**Written instruction**
Beneath this sentence is a set of records; write each of them out exactly.
◇ ◇ ◇ ◇
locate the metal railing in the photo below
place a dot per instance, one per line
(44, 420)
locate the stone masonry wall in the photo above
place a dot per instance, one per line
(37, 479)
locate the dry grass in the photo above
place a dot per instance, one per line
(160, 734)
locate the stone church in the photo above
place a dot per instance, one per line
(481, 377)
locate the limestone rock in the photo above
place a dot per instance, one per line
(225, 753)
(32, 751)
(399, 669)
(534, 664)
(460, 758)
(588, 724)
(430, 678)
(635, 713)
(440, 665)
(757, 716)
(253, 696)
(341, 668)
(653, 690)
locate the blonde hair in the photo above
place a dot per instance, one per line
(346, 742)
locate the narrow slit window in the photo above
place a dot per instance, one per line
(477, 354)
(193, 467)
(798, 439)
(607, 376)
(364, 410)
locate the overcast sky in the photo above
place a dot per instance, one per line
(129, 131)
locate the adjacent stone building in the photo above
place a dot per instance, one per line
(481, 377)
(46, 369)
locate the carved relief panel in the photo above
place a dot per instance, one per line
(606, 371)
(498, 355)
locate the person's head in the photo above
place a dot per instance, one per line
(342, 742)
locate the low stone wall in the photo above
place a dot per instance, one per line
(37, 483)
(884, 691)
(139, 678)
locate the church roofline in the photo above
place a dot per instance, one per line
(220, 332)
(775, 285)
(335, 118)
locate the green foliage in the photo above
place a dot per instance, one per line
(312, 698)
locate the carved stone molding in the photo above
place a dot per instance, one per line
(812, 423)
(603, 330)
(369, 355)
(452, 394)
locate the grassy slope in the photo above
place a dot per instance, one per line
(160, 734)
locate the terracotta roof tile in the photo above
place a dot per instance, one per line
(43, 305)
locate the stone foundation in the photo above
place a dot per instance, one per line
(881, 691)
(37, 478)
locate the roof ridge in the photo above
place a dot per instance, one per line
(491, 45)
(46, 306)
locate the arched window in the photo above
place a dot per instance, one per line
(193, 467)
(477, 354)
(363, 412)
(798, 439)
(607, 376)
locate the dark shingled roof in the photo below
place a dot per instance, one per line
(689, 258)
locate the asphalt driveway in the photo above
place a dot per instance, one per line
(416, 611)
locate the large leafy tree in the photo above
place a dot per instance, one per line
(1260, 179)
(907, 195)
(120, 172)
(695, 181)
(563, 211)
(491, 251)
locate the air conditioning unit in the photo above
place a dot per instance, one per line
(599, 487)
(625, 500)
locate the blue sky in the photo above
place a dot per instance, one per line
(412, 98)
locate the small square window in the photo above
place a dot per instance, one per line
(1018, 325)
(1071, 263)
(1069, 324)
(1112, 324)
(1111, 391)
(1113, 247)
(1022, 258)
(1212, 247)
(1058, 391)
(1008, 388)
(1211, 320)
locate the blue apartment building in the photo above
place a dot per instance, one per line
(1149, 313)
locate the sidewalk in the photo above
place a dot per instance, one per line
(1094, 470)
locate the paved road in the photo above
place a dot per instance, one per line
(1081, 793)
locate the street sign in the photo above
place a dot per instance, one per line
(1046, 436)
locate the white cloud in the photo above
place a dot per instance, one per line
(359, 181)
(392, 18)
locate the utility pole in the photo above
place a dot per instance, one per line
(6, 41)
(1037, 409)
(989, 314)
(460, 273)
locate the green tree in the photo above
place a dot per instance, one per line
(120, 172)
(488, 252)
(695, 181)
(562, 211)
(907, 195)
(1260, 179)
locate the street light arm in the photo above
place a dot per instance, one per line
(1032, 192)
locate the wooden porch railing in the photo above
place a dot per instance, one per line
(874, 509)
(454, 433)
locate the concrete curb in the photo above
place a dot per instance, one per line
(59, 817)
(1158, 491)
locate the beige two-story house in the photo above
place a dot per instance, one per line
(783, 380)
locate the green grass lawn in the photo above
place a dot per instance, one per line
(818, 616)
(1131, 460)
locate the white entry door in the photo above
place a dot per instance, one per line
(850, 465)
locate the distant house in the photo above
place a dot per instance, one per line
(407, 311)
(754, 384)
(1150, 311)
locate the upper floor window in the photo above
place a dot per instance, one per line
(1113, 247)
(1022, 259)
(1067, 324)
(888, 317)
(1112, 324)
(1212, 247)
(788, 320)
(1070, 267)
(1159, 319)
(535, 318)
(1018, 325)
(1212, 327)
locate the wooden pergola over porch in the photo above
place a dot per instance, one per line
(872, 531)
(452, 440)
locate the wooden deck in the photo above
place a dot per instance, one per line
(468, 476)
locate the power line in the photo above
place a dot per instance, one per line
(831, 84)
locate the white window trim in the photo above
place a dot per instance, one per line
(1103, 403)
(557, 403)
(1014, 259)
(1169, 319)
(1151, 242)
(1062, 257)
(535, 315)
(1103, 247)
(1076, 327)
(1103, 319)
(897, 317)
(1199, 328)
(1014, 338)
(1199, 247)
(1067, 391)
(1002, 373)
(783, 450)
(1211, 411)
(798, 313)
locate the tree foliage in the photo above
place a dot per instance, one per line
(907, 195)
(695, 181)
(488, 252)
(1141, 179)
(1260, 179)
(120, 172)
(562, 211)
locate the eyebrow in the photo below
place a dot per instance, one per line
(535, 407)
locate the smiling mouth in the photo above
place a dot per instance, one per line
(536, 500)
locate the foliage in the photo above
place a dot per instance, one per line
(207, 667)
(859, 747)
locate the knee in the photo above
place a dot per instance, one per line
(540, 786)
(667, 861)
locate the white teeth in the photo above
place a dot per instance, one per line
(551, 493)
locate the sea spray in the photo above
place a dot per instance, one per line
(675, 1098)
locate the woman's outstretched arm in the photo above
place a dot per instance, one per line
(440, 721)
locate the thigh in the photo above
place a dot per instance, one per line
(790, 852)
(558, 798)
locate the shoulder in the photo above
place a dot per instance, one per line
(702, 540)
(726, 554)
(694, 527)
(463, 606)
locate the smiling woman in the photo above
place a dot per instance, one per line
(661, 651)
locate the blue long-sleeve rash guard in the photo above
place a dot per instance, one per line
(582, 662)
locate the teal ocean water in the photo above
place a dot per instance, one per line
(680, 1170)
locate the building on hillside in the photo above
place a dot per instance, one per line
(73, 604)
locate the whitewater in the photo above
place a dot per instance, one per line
◇ ◇ ◇ ◇
**Solution to the exercise**
locate the metal railing in the photo below
place a dot per instance, one per line
(44, 420)
locate the stone masonry wall in the photo above
place a dot per instance, one per line
(37, 479)
locate the dry grass in the photo above
place a dot per instance, one per line
(160, 734)
locate the stone church in the photo above
place a dot per instance, one per line
(481, 377)
locate the limestone rock in the photo above
place a dot per instance, one per line
(225, 753)
(32, 751)
(399, 669)
(534, 664)
(460, 758)
(588, 724)
(430, 678)
(635, 713)
(440, 665)
(757, 716)
(253, 696)
(341, 668)
(653, 690)
locate the blonde hair in the photo above
place a dot per instance, one per line
(346, 742)
locate the narrow slit window in the photo above
place a dot per instance, one per line
(477, 354)
(193, 467)
(798, 439)
(607, 376)
(364, 410)
locate the overcast sky in the photo above
place a dot per instance, one per line
(129, 131)
locate the adjacent stone building in the photo above
place a dot per instance, one per line
(481, 377)
(46, 369)
locate the carved relief panel in the photo above
place a dot per instance, one per line
(606, 371)
(498, 355)
locate the person's head in the photo above
place a dot per instance, one per line
(342, 742)
locate the low stone wall in the photo above
place a dot per instance, one per line
(37, 483)
(884, 691)
(139, 678)
locate the church roofline in the photo above
place a dot per instance, one per line
(220, 332)
(775, 285)
(335, 118)
locate the green foliage in the photo above
place a dot per instance, one per line
(312, 698)
locate the carved stone molding in the photo above
place a dot per instance, one per line
(812, 423)
(603, 330)
(369, 355)
(452, 394)
locate the grassy slope in the photo above
place a dot per instance, one per line
(160, 734)
locate the terracotta roof tile in the photo above
place a dot per instance, one per line
(43, 305)
locate the stone foundation in the photo above
place a dot per instance, one per line
(881, 691)
(37, 478)
locate the roof ridge in the photo above
place a dot per instance, one per line
(491, 45)
(46, 306)
locate the arched window in the photo above
place a dot per instance, one per line
(193, 467)
(477, 354)
(363, 412)
(798, 439)
(607, 376)
locate the dark shingled roof in the photo below
place a dot per instance, one per line
(689, 258)
locate the asphalt driveway in the photo above
place a dot per instance, one per line
(416, 611)
locate the large leafy tree in the photo above
place a dot per instance, one per line
(1260, 179)
(907, 195)
(120, 172)
(695, 181)
(563, 211)
(491, 251)
locate the air conditioning unit in the photo above
place a dot per instance, one per line
(599, 487)
(625, 500)
locate the blue sky in the photo above
place a dot per instance, one per line
(412, 98)
locate the small square window in the photo above
place a dot per instance, one per line
(1018, 325)
(1071, 263)
(1069, 324)
(1112, 324)
(1111, 391)
(1113, 247)
(1022, 258)
(1212, 247)
(1058, 391)
(1008, 388)
(1211, 320)
locate the blue apartment building in the photo above
place a dot per instance, one per line
(1149, 313)
locate the sidewalk in the photo above
place a dot per instance, one per line
(1094, 470)
locate the paved road in the photo above
place a dot per instance, one per line
(1081, 793)
locate the street sign in the photo above
place a dot per instance, one per line
(1046, 436)
locate the white cloud in the photo above
place a dot per instance, one per line
(359, 181)
(392, 18)
locate the utility pole in the photo above
place a dot per instance, one per line
(6, 41)
(1037, 409)
(989, 314)
(460, 273)
locate the green tree in the photo above
place a dot per instance, one per line
(120, 172)
(488, 252)
(695, 181)
(562, 211)
(907, 195)
(1260, 179)
locate the street light arm in the photo above
place a dot per instance, one per line
(1032, 192)
locate the wooden porch railing in the photo above
place a dot per instance, one per line
(874, 509)
(454, 433)
locate the concrete curb in the photo above
place a dot per instance, one per line
(59, 817)
(1158, 491)
locate the beige two-story house in the photo above
place a dot per instance, one per line
(783, 380)
locate the green grass lawn in the photo above
place a dot per instance, one per line
(818, 616)
(1131, 460)
locate the white entry door in the photo above
place a dot per instance, one per line
(850, 465)
locate the distant house in the photo above
place a dot per instance, one per line
(407, 311)
(754, 384)
(1150, 311)
locate the upper floor window in the photo above
place a dot per instance, one per line
(1113, 247)
(1022, 259)
(1067, 324)
(888, 317)
(1112, 324)
(1212, 247)
(788, 320)
(1070, 267)
(1159, 319)
(535, 318)
(1018, 325)
(1212, 327)
locate the wooden pergola over porch in the photo above
place a dot per instance, one per line
(872, 531)
(452, 440)
locate the wooden deck in the photo above
place a dot per instance, one per line
(468, 476)
locate the power line in the photo above
place a dot per instance, one per line
(831, 84)
locate the white window trim in the photo above
place a dot per instance, one per line
(1103, 403)
(557, 403)
(1014, 259)
(1169, 319)
(1151, 242)
(1062, 257)
(535, 315)
(1103, 247)
(1076, 327)
(1103, 319)
(897, 317)
(1199, 328)
(1014, 338)
(1199, 247)
(1067, 391)
(1002, 373)
(783, 450)
(1211, 411)
(798, 313)
locate the tree foliage in the photo above
place a dot per instance, one per line
(907, 195)
(695, 181)
(488, 252)
(1141, 179)
(1260, 179)
(120, 172)
(562, 211)
locate the eyebrow in the photo below
place a dot per instance, one per line
(535, 407)
locate the smiling mouth in the photo above
place a dot per instance, one per line
(536, 500)
locate the foliage in the photo above
place a dot per instance, one per line
(207, 667)
(859, 747)
locate the knee in the photo above
place a dot per instance, one per line
(540, 786)
(667, 861)
locate the white teeth in the photo above
place a dot per instance, one per line
(551, 493)
locate the sea spray in the photo above
place a dot per instance, one per line
(675, 1098)
locate the woman's outstretched arm in the photo above
place a dot per instance, one per line
(440, 721)
locate the thigh in the photo above
place a dot per instance, one per line
(790, 852)
(558, 798)
locate the shoulder in the photo above
place a dot per instance, one per line
(702, 540)
(726, 554)
(694, 527)
(463, 606)
locate the smiling woman in the photo above
place a dot per instance, one per line
(661, 651)
locate the blue long-sleeve rash guard in the photo above
place a dot per instance, one per line
(582, 662)
locate the teal ocean water in the photo above
place a dot per instance, one per line
(680, 1170)
locate the building on hillside in the photo above
place a dot per instance, one per line
(73, 604)
locate the whitewater in the photo above
place a dot per instance, one per line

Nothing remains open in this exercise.